REQUIREMENT 1:
In the post about Rhina Espaillat, which magazine published her first poems?
REQUIREMENT 2:
Copy the post about Rhina Espaillat from "Rhina P. Espaillat" to "of the continent.", swapping "poetry" for "verse".

TEXT TO READ:

Posts Tagged ‘A.M. Juster’

“At home that was sacred – I had to speak Spanish.” Dominican/American poet Rhina Espaillat remembers a bilingual childhood

Wednesday, July 14th, 2021

Bilingual spirit

Rhina P. Espaillat was born in the Dominican Republic. Her family left the troubled Caribbean island state during the period when dictator Rafael Trujillo slaughtered thousands. Her father and uncle were already in Washington as diplomats, and could not return to the Dominican Republic. It would be years before the family was reunited in the U.S. Her first poems were published in Ladies Home Journal when she was in high school.

In this interview for Plough, she recounts her bilingual upbringing and how she taught poetry in New York City schools, She has translated Robert Frost and Richard Wilbur into Spanish – but I appreciated her discussion of Sor Juana Inés de la Cruz, whom she calls the first great poet of the continent.

RECORDS SUPPLIED:
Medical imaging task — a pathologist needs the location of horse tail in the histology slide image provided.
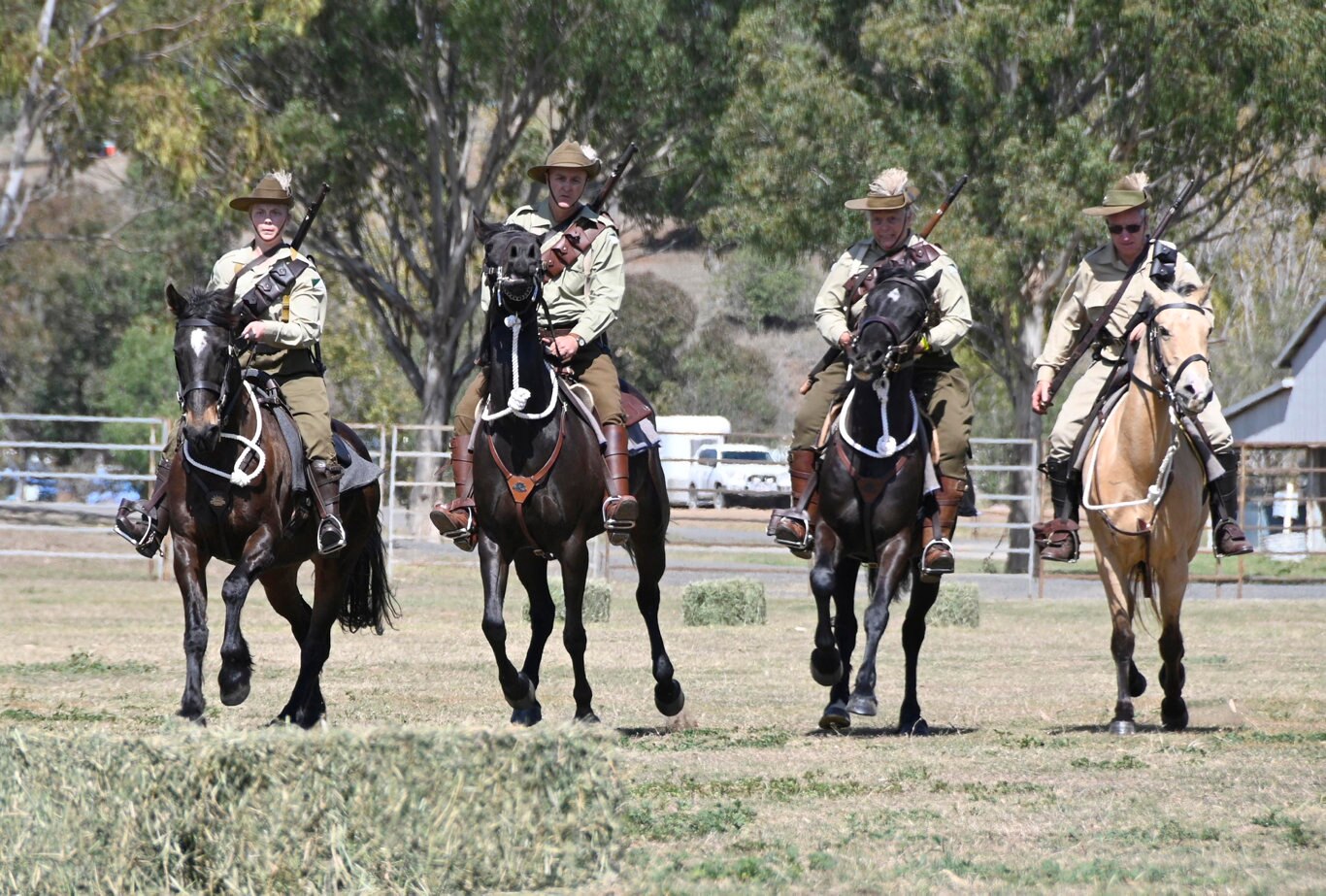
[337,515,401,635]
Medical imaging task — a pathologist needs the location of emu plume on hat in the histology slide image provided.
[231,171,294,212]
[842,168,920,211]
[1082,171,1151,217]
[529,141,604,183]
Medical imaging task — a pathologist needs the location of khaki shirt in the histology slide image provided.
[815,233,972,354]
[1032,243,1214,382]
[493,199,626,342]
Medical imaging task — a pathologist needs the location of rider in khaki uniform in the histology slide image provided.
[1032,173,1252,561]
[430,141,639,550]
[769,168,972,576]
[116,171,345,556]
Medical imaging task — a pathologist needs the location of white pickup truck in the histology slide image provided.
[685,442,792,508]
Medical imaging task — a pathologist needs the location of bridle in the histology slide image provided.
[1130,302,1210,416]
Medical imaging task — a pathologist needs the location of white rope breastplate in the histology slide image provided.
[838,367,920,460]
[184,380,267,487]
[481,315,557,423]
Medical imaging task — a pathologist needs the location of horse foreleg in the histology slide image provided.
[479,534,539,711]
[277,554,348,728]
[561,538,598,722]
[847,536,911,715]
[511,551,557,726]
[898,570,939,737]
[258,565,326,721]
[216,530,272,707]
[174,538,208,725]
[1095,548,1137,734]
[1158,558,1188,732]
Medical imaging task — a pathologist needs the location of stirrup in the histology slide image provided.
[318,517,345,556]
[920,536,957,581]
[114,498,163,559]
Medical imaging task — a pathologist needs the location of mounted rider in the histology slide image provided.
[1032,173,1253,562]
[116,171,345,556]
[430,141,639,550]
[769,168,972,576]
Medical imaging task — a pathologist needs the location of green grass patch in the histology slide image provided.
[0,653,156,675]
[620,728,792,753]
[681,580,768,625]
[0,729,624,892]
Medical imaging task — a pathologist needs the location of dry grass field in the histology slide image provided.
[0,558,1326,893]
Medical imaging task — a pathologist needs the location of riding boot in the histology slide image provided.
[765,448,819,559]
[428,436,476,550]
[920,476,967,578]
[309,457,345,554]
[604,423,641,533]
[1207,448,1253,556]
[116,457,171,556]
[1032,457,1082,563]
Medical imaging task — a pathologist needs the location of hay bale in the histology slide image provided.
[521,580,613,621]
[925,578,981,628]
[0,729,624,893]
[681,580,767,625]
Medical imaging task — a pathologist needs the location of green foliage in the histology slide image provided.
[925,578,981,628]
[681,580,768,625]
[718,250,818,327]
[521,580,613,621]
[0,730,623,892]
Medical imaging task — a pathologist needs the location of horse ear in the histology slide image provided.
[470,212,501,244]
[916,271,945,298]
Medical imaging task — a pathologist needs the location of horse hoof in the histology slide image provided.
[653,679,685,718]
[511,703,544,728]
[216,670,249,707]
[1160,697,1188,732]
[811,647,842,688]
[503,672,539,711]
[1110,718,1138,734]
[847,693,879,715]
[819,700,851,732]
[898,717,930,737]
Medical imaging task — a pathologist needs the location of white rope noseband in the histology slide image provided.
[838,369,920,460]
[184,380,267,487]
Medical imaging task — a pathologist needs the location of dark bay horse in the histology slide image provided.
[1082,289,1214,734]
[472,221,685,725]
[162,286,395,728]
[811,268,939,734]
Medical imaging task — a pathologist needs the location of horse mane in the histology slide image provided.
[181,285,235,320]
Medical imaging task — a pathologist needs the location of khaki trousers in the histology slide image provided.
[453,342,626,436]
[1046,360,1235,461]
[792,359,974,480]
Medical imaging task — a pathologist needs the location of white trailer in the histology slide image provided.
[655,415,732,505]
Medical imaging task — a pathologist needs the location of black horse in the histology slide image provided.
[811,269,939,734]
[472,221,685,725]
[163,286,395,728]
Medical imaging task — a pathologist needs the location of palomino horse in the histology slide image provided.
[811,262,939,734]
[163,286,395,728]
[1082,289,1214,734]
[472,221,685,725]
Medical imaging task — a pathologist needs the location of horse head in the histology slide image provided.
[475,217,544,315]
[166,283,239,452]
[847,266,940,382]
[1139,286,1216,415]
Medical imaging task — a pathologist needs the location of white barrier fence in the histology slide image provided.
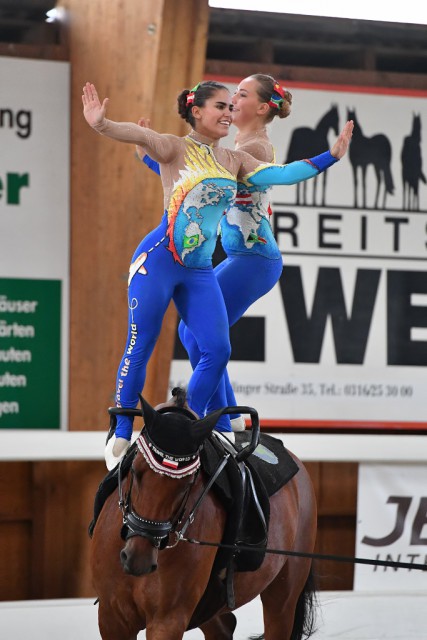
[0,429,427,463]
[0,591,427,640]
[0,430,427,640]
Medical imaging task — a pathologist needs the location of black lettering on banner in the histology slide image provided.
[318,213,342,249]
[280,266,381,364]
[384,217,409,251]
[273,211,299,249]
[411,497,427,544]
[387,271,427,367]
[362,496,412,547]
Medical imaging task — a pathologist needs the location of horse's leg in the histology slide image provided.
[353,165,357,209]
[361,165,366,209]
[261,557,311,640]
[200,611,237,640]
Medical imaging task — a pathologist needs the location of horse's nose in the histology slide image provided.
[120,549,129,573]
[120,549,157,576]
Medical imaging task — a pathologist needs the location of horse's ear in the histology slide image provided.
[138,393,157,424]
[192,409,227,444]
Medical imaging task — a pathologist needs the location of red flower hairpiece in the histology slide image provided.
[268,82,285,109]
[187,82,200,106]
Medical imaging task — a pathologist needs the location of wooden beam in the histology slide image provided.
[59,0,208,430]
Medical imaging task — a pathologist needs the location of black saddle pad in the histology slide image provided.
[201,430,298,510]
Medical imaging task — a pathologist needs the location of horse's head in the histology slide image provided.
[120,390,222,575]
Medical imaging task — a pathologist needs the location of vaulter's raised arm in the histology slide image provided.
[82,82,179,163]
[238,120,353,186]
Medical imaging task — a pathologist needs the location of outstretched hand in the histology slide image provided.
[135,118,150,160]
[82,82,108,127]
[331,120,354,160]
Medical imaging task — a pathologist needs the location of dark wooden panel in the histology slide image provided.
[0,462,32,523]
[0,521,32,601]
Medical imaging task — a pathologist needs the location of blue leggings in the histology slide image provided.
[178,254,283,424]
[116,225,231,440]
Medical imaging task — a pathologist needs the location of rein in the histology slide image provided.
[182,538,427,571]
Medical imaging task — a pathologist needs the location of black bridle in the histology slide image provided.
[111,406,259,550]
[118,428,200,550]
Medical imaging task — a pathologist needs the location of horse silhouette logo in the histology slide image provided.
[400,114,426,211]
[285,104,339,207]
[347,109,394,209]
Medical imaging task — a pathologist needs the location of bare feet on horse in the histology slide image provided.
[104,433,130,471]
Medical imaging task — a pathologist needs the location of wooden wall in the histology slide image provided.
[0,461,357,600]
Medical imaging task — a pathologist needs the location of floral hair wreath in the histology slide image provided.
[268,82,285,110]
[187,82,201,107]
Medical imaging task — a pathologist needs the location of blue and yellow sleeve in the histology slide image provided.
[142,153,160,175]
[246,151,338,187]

==

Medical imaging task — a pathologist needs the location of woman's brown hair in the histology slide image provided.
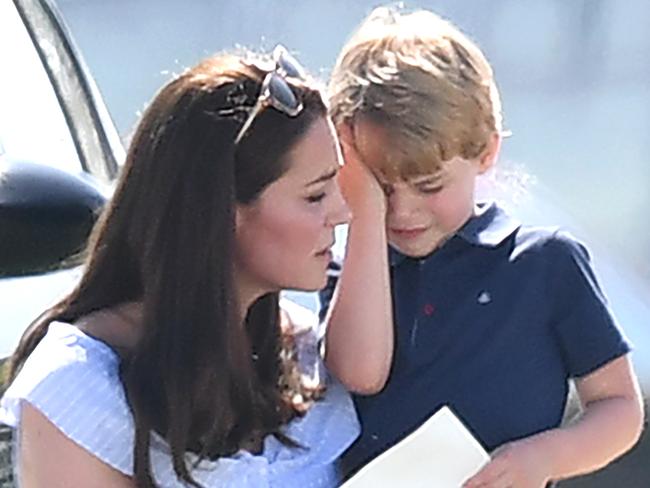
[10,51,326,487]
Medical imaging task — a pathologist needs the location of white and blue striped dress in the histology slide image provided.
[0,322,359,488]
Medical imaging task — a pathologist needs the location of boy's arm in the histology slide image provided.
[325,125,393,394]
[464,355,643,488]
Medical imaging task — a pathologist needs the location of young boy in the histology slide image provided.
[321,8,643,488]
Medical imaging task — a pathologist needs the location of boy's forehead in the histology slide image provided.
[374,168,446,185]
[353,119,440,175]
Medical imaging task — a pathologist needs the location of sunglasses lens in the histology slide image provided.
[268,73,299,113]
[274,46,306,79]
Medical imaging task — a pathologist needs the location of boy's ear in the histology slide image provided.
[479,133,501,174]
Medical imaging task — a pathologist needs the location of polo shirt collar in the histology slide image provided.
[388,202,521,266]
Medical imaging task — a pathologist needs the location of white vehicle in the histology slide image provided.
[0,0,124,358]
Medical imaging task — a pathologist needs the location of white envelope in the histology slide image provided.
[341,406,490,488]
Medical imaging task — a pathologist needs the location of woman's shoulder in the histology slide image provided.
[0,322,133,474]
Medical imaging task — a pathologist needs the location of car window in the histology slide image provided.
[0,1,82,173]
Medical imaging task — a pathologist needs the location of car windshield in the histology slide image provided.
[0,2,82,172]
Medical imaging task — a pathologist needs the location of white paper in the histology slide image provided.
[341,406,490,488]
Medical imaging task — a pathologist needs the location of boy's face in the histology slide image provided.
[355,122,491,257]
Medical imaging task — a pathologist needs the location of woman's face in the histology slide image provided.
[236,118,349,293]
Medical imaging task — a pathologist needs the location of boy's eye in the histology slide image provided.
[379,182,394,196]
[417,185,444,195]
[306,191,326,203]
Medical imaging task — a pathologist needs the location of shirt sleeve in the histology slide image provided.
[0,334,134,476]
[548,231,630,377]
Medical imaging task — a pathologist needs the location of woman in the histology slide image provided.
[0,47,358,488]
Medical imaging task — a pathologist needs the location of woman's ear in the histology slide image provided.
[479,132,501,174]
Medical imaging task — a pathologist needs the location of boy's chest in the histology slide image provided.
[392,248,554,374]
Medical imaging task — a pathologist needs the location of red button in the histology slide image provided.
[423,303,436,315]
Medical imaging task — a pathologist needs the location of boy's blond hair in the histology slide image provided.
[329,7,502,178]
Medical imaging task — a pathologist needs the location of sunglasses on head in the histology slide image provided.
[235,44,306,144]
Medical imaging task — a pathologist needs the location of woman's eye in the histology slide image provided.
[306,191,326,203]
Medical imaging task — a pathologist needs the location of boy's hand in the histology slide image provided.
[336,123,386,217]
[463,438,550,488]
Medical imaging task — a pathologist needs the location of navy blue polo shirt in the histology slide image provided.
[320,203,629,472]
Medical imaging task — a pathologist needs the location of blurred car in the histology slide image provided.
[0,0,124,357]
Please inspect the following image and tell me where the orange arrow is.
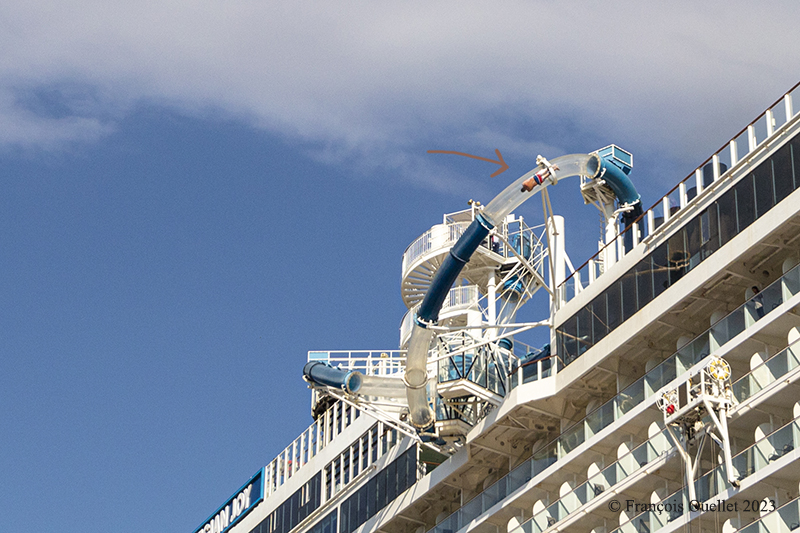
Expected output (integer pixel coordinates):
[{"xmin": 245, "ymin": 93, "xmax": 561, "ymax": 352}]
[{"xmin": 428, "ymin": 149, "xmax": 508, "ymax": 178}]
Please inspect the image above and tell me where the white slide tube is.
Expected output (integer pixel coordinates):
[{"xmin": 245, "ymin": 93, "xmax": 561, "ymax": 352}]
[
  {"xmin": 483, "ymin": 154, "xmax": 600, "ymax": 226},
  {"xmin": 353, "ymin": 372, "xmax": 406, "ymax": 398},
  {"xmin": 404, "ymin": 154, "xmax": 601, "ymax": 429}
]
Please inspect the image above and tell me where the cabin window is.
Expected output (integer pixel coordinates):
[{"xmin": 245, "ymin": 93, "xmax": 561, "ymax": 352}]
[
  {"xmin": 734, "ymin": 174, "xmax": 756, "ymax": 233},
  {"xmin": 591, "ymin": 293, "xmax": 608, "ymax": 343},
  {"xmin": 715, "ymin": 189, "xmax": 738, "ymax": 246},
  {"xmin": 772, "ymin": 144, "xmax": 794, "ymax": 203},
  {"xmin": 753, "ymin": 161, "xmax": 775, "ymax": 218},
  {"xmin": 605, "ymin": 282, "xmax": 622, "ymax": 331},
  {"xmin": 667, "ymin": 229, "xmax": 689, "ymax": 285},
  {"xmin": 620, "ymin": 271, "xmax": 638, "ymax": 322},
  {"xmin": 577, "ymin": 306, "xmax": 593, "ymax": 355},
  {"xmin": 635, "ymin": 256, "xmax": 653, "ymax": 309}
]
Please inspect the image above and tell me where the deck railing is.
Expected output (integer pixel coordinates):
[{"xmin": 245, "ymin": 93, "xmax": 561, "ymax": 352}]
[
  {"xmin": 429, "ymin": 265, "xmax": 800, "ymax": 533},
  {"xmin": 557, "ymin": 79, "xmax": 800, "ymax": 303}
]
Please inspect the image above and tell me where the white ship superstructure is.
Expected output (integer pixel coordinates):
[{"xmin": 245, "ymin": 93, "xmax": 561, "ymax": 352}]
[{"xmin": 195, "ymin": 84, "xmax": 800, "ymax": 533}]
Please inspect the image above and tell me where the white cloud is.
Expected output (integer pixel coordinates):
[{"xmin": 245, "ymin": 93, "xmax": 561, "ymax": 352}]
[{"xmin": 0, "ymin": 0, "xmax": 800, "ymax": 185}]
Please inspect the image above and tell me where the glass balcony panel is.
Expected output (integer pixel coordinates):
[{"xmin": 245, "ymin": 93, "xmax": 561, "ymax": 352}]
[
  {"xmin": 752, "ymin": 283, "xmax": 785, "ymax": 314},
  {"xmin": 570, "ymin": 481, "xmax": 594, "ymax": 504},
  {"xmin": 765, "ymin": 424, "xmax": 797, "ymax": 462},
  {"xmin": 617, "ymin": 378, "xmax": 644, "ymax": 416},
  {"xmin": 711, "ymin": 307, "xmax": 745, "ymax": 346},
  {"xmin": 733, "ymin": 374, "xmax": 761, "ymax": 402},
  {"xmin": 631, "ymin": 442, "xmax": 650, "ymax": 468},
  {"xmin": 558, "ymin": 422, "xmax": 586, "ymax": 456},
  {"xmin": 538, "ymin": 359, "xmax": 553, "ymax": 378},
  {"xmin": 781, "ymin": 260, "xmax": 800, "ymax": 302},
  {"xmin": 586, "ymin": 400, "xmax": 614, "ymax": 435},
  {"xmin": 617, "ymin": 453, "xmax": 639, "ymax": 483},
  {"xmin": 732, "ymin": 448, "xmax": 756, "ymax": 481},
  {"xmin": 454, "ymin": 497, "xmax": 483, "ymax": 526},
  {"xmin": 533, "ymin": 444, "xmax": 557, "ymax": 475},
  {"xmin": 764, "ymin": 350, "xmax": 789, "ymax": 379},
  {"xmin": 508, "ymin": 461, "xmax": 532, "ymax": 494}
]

==

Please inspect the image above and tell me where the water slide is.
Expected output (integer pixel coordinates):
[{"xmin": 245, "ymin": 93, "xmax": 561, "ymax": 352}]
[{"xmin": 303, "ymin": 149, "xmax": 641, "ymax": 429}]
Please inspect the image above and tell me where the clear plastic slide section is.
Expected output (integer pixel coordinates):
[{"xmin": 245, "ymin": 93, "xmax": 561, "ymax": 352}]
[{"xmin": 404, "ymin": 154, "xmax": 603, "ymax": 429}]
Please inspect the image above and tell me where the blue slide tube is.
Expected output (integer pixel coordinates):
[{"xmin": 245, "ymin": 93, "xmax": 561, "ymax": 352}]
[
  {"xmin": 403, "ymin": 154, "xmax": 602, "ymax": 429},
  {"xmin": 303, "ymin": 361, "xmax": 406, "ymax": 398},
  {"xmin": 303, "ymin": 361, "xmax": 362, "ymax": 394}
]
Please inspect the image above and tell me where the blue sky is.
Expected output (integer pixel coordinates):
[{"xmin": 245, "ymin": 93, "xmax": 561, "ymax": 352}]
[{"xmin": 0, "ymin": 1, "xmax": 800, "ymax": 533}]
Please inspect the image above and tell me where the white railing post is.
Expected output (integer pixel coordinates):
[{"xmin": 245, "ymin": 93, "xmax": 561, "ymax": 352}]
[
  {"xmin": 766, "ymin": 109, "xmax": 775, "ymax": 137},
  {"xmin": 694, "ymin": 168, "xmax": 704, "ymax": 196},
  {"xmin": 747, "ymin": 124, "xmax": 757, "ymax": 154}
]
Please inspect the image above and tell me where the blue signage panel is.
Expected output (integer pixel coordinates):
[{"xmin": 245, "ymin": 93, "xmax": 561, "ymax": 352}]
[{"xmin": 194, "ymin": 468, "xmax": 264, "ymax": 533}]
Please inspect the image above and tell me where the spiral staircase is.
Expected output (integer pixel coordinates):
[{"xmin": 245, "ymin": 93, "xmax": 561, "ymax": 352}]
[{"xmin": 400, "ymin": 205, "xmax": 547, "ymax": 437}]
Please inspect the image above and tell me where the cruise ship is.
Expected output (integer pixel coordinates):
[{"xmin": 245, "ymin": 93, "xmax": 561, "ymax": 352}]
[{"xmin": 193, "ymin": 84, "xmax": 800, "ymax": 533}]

ANSWER 1:
Ladies Home Journal

ANSWER 2:
Rhina P. Espaillat was born in the Dominican Republic. Her family left the troubled Caribbean island state during the period when dictator Rafael Trujillo slaughtered thousands. Her father and uncle were already in Washington as diplomats, and could not return to the Dominican Republic. It would be years before the family was reunited in the U.S. Her first poems were published in Ladies Home Journal when she was in high school.

In this interview for Plough, she recounts her bilingual upbringing and how she taught verse in New York City schools, She has translated Robert Frost and Richard Wilbur into Spanish – but I appreciated her discussion of Sor Juana Inés de la Cruz, whom she calls the first great poet of the continent.